→ Requests:
1. In the excerpt on route representations, how many characters represent each location in the text or string representation?
2. Carry on the excerpt on route representations from its final line.

→ Selected excerpt:
+ + + + + + +

Another route representation used to consider the direction information is the text or string representation. Each location is represented by two characters and the whole string represents the whole path and the order of the letters contain the information of the direction.
The following codes shows the development of these representations by participant.
##define the function to develop the route representations
def pathrep(x):
d = {}
tmp_coord_M = pd.DataFrame(index=yctr[::-1], columns=xctr) ## set up 11 by 11 grid
tmp_coord_a = ''
for [i,j] in x.coord:
tmp_coord_M.loc[j,i]=1 ## assign 1 or 0 based on the coordinates
for test in x.coord_a:
tmp_coord_a = tmp_coord_a + test ## develop the string representation of the route
d['pathmatrix']=tmp_coord_M.replace(np.nan, 0).to_numpy()
d['pathtext']=tmp_coord_a
return pd.Series(d, index=['pathmatrix','pathtext'])

+ + + + + + +

→ Dataset entries:
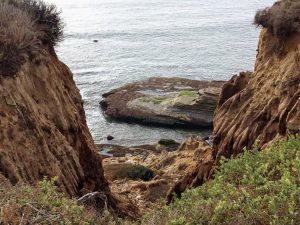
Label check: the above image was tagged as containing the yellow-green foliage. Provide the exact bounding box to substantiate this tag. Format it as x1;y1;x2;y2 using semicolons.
0;137;300;225
0;178;115;225
142;137;300;225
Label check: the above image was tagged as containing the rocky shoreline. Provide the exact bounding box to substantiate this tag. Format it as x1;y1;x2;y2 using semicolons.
100;77;225;128
96;137;212;214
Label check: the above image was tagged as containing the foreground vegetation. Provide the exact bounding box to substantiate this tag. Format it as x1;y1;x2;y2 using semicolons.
0;137;300;225
142;137;300;225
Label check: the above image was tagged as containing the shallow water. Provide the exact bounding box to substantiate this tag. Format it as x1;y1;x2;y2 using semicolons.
47;0;274;145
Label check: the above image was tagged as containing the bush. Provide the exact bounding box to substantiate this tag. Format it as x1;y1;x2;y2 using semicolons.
142;137;300;225
0;178;116;225
254;0;300;38
0;0;63;76
2;0;63;46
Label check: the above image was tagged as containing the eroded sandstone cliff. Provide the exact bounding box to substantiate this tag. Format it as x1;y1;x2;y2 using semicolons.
169;29;300;198
0;48;109;196
214;30;300;159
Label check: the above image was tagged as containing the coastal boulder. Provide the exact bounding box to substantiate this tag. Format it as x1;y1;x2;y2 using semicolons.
100;77;224;127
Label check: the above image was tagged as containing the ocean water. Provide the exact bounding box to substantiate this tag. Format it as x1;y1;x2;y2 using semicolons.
46;0;274;145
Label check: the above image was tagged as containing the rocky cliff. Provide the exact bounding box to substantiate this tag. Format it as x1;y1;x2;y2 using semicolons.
0;1;114;210
169;29;300;197
214;30;300;159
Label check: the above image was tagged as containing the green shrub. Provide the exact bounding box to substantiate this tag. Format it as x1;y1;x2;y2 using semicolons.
0;0;63;76
2;0;63;46
0;178;116;225
142;137;300;225
254;0;300;37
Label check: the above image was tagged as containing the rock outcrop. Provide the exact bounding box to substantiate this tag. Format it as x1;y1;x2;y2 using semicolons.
213;30;300;159
168;29;300;200
0;42;118;209
103;138;213;214
100;77;224;127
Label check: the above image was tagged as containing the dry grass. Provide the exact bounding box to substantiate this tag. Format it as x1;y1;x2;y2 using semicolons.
254;0;300;38
0;0;63;76
0;4;41;76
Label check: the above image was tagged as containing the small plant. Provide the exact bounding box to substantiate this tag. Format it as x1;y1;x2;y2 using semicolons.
0;177;116;225
141;137;300;225
254;0;300;38
0;0;63;76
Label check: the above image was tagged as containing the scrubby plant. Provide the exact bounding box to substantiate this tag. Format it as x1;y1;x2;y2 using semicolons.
141;137;300;225
2;0;63;46
0;178;117;225
254;0;300;38
0;0;63;76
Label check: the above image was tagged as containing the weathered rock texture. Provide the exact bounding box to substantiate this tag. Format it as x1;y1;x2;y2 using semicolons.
0;49;109;200
169;30;300;199
103;138;213;214
100;77;224;127
213;30;300;159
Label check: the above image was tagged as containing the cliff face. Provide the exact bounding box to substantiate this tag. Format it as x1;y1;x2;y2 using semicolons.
0;49;109;196
213;30;300;159
168;30;300;198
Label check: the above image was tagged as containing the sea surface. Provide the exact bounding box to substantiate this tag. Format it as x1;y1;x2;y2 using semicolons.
46;0;274;145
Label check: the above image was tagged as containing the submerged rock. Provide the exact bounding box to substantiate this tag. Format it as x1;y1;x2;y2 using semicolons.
100;77;224;127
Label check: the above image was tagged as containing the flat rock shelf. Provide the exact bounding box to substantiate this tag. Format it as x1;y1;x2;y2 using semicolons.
100;77;224;127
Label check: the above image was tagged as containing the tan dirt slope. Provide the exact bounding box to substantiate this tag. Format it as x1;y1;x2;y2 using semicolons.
0;46;109;200
214;30;300;159
169;29;300;197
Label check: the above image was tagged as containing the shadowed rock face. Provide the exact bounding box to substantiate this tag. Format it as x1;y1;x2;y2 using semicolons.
0;49;109;199
100;77;224;127
168;30;300;201
213;30;300;159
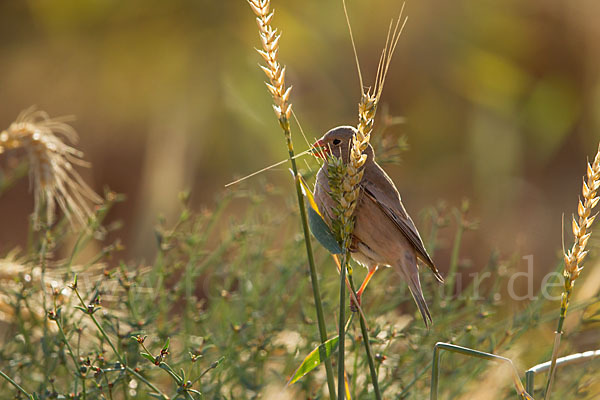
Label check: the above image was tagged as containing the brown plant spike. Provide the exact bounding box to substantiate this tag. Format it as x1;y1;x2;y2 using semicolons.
564;146;600;291
248;0;292;121
0;107;102;229
544;142;600;400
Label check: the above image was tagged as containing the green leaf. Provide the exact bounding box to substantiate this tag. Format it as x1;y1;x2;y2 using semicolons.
288;336;339;385
297;175;343;254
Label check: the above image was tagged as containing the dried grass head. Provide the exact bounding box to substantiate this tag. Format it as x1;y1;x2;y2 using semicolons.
0;107;102;229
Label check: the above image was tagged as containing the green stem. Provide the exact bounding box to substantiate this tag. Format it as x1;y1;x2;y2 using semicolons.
74;288;169;400
338;252;350;400
125;367;169;400
54;315;86;399
279;116;343;400
544;290;571;400
0;371;34;400
446;211;464;297
348;274;381;400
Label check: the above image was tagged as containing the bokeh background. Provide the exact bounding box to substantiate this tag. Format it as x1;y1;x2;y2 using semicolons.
0;0;600;282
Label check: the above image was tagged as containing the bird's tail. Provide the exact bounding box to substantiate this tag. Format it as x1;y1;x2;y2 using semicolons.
395;260;433;328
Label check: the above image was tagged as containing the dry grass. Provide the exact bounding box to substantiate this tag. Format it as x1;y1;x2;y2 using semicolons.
544;142;600;400
341;4;406;233
248;0;292;120
0;107;102;229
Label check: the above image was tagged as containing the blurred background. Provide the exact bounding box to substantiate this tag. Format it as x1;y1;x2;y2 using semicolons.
0;0;600;280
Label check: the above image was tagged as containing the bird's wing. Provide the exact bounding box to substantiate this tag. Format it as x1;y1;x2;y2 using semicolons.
361;165;444;282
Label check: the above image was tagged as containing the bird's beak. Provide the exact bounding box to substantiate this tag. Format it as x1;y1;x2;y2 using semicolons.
310;140;329;159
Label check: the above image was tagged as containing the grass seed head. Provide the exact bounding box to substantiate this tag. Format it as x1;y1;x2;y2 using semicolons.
0;107;102;229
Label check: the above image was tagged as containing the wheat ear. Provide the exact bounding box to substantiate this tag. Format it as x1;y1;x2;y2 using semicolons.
544;142;600;399
343;5;406;230
0;107;102;229
248;0;292;122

+ + + + + + +

→ Outputs by task:
1. Two characters.

2.
## construct the representations for each participant' route based on the algorithm
pathmatrix9 = trac_discre9_nodup.groupby(['PartNo']).apply(pathrep)
pathmatrix9.head()
Based on previous visualizations, it is noticed that the typical shortcut, typical learned route, and typical reversed learned route were taken by participants with participant ID 227BOSS, 632 and 510 respectively. These paths were extracted and other paths were compared to these typical paths to get corresponding features in the following analysis.
sc9 = pathmatrix9.loc['227BOSS','pathmatrix']
lr9 = pathmatrix9.loc['632','pathmatrix']
rv9 = pathmatrix9.loc['510','pathmatrix']
sc9_a = pathmatrix9.loc['227BOSS','pathtext']
lr9_a = pathmatrix9.loc['632','pathtext']
# the typical shortcut of Trial 9 (0/1 matrix representation)
sc9
# the typical learned route of Trial 9 (0/1 matrix representation)
lr9
# the typical reversed learned route of Trial 9 (0/1 matrix representation)
rv9
# the typical learned route of Trial 9 (text representation)
lr9_a
# the typical shortcut of Trial 9 (text representation)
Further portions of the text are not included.